All records after this line are to be returned verbatim.

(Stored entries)
○ ○ ○

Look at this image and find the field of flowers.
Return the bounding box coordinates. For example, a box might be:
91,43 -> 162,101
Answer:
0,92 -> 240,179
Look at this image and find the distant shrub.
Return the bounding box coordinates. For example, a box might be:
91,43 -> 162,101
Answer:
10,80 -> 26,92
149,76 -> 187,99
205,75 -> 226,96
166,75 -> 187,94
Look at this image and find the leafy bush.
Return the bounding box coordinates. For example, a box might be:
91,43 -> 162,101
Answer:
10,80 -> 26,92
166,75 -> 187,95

○ ○ ○

• Task solution:
Look at this image and find the field of flowers.
Return the bounding box coordinates. For example, a box might be:
91,43 -> 162,101
Answer:
0,92 -> 240,179
Look at this image and find the distant shrub.
Return the bounding box coordinates. For example, a box might be:
91,43 -> 162,101
Answer:
10,80 -> 26,92
149,76 -> 187,99
205,75 -> 226,96
166,75 -> 187,94
Look at this image and find the leafy bush.
Return the bounding box coordinates. For example, a box might be:
91,43 -> 162,101
Answer:
10,80 -> 26,92
166,75 -> 187,95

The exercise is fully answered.